EXERCISE - Tally the lines below: how many contain the word "grass"? Answer with the number only.

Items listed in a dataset
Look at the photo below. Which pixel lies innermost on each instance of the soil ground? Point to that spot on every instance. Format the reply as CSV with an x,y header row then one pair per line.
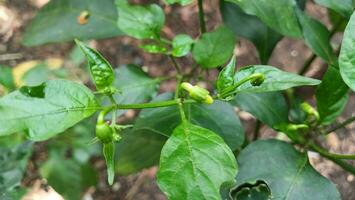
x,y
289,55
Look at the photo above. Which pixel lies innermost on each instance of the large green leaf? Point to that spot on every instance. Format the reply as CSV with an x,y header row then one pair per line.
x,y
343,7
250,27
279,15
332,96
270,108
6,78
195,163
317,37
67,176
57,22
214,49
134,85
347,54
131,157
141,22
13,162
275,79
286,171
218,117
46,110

* * *

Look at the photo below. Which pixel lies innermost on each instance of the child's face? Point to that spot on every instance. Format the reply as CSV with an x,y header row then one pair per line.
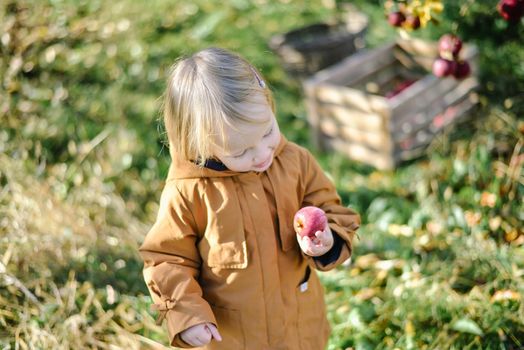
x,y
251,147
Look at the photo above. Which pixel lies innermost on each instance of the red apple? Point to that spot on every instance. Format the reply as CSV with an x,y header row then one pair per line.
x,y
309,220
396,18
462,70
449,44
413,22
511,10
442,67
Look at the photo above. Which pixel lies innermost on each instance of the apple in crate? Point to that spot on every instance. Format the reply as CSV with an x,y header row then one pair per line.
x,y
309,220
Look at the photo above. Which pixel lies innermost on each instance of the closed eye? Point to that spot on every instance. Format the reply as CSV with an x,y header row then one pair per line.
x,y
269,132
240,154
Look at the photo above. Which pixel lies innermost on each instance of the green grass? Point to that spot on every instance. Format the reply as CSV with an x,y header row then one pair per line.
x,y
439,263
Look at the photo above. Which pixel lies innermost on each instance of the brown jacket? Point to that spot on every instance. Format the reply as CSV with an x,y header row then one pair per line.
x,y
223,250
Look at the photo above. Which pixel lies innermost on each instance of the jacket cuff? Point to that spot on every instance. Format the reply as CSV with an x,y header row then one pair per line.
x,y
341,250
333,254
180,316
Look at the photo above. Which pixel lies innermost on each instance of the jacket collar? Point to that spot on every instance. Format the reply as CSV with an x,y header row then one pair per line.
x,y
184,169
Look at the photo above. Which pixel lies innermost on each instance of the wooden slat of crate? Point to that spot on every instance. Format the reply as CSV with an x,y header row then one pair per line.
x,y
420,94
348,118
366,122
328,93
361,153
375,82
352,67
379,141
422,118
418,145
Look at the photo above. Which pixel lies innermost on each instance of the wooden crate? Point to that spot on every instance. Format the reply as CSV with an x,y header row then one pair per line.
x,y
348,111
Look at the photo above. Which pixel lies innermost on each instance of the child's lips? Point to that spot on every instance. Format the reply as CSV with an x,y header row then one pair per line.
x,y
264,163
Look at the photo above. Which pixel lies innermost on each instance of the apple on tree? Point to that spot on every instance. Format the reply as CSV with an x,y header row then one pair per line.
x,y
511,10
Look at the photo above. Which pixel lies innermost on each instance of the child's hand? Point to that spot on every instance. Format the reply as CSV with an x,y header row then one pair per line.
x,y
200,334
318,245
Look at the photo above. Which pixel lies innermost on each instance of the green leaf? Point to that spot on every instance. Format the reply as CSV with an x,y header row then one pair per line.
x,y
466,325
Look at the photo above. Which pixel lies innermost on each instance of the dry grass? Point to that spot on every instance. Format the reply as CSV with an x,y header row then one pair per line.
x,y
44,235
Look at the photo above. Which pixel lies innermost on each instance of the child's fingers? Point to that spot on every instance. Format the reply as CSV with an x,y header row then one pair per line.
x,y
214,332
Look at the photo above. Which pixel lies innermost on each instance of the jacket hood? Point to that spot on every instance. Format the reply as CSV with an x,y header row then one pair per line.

...

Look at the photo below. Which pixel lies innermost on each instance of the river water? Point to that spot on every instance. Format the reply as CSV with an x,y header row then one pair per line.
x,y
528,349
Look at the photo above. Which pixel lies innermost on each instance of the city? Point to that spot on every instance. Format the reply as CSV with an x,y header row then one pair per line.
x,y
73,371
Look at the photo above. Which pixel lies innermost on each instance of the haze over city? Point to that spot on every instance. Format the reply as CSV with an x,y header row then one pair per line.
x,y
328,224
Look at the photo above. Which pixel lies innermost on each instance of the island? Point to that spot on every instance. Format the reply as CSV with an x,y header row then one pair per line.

EXERCISE OUTPUT - 2